• _EXERCISE BRIEF_:
Write out exactly the lines running from the one that contains "street pole, which" through the end of the material.

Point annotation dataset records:
▬▬▬▬▬▬▬▬▬▬

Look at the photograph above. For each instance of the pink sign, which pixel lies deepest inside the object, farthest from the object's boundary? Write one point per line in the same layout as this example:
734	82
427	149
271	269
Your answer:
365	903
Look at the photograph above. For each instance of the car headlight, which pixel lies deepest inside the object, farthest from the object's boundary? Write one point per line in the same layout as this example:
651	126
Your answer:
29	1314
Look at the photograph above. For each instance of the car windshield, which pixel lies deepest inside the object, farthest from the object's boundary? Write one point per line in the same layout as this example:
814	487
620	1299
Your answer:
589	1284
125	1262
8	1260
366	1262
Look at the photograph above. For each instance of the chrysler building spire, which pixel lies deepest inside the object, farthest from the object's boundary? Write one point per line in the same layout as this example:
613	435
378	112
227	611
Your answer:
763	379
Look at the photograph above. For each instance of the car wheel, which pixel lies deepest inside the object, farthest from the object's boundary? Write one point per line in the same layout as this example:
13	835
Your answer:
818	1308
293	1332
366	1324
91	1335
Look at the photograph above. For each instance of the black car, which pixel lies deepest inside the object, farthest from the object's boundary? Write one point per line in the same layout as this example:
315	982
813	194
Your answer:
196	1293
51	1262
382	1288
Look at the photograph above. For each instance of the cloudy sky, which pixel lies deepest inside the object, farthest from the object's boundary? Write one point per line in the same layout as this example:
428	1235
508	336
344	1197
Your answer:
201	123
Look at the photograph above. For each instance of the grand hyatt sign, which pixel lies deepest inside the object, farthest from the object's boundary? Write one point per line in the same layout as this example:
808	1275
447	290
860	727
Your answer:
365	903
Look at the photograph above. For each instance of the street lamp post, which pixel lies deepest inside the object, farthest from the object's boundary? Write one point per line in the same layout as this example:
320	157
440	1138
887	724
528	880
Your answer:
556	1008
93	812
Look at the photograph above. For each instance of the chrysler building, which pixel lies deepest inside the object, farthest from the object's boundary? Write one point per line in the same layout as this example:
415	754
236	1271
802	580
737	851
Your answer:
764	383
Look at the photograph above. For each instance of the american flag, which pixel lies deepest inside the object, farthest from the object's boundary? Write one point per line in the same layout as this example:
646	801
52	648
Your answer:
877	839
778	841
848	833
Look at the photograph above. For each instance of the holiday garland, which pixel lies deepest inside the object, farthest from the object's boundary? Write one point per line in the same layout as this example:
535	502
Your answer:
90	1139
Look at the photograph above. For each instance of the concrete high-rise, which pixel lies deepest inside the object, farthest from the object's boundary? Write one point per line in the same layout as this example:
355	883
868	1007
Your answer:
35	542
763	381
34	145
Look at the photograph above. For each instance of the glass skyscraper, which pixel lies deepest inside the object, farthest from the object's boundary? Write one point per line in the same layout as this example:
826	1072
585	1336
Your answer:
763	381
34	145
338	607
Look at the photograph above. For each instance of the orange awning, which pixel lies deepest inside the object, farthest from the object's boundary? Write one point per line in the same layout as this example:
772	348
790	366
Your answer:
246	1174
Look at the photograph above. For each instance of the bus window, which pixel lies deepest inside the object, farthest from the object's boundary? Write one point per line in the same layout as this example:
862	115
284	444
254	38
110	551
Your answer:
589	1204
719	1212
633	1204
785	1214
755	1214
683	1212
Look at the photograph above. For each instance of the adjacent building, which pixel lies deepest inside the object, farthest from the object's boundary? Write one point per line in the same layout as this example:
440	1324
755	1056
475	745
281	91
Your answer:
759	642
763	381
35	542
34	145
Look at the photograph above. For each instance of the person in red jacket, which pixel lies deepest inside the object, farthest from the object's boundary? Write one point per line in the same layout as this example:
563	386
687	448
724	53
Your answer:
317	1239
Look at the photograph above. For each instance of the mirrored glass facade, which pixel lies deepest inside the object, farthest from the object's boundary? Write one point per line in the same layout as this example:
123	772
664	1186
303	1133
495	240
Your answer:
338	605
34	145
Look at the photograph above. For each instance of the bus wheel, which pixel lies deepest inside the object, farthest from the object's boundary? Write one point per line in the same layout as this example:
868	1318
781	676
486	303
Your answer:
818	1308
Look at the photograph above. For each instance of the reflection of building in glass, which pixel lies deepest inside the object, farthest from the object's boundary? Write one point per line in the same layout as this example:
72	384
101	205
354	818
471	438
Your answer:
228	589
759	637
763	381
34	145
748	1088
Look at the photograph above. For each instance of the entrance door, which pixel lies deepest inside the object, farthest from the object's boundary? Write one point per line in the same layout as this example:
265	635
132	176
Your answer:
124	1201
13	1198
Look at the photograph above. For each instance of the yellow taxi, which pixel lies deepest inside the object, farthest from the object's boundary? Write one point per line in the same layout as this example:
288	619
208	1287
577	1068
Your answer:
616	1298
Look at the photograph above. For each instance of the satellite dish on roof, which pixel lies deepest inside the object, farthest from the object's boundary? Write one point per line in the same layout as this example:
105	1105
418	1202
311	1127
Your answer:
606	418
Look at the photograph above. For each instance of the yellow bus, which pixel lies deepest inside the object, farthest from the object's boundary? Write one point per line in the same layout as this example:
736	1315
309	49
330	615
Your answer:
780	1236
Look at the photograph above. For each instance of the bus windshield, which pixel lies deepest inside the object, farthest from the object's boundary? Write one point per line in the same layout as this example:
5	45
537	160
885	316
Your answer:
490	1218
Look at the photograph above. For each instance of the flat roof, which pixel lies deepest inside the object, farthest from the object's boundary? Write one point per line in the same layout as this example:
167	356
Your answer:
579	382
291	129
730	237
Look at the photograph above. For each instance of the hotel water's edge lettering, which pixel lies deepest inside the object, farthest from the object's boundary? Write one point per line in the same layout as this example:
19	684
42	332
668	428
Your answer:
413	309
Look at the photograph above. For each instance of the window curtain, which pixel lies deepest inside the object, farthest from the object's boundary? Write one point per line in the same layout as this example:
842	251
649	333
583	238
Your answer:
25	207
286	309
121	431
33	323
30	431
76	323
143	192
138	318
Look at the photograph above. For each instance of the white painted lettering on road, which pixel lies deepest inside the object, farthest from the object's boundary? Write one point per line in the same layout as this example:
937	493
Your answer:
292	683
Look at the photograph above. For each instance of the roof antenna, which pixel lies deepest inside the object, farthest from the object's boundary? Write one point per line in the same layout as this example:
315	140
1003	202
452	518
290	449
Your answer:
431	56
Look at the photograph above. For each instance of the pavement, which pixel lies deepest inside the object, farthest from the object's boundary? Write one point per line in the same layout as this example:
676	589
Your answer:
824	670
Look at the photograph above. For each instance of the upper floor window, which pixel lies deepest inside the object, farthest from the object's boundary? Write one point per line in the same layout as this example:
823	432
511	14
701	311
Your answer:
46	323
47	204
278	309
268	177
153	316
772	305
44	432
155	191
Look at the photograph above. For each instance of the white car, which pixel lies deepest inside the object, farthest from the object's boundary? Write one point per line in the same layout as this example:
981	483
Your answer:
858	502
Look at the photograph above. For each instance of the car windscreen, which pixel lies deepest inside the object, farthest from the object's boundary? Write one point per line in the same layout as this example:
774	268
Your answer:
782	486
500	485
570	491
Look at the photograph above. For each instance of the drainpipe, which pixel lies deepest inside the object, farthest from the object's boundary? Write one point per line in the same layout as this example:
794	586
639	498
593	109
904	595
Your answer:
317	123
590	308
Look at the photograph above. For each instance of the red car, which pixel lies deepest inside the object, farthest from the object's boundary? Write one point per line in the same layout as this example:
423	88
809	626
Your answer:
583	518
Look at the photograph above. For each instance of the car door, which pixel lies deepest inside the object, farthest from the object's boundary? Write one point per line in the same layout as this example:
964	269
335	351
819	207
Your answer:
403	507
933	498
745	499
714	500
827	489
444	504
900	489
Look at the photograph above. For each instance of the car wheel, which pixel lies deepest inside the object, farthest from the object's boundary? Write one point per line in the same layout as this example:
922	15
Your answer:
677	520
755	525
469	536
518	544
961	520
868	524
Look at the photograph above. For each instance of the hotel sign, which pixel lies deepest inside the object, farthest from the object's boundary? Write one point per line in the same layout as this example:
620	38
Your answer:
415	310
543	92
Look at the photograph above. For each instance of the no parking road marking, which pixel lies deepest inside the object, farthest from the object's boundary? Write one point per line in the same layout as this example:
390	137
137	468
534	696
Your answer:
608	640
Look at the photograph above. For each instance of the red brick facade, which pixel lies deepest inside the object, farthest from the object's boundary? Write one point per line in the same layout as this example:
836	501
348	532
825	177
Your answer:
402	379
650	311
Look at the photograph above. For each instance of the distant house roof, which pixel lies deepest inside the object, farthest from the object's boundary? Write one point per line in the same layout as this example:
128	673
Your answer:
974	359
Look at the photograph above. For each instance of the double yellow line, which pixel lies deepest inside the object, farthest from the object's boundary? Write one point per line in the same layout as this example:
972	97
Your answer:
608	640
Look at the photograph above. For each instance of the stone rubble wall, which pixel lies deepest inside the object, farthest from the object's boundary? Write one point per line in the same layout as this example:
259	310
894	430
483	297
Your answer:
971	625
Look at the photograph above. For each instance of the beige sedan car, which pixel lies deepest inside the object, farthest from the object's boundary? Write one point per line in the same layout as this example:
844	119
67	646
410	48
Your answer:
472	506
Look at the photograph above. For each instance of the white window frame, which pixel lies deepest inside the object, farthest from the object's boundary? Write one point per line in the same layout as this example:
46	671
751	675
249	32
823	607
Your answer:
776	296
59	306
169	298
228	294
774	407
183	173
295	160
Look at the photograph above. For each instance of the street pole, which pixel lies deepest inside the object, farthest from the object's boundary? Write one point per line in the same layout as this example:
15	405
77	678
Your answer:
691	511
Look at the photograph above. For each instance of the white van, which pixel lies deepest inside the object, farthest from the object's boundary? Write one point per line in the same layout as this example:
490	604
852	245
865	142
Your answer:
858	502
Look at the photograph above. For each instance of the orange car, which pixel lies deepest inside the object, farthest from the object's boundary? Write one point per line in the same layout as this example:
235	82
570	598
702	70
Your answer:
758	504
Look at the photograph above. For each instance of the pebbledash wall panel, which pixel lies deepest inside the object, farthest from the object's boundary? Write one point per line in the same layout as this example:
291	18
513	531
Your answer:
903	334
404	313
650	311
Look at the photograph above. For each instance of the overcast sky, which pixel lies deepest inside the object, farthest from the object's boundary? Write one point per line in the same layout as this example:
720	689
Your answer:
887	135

▬▬▬▬▬▬▬▬▬▬

• _FULL SOLUTION_:
Look at the photograph above. For each instance of the street pole, which pixel lies deepest inside the object, farthest from the object's boundary? Write one point per line in the same layout as this example:
15	405
77	678
Your answer:
691	511
Look at the photograph above. For each instance of the white van, which pixel lies deepest inside the object, farthest from the object's boundary? Write one point per line in the same layout as this example:
490	604
852	245
865	142
Your answer:
858	502
Look at the photograph above. For each instance of the orange car, which pixel lies deepest inside the object, farthest from the object's boundary? Write one point per line in the same layout as this example:
235	82
570	598
702	70
Your answer:
758	504
Look at the photograph above. For each instance of the pebbledash wall panel, which pixel lies deepest inside the object, farthest from the object's boundary? Write one point per line in the same layout as this example:
291	18
513	531
Your answer:
903	334
404	313
650	311
Look at the photograph above. For each instance of the overcast sky, which pixel lies deepest inside the object, farthest from the object's boundary? Write one point per line in the same layout as this example:
720	689
Your answer:
887	135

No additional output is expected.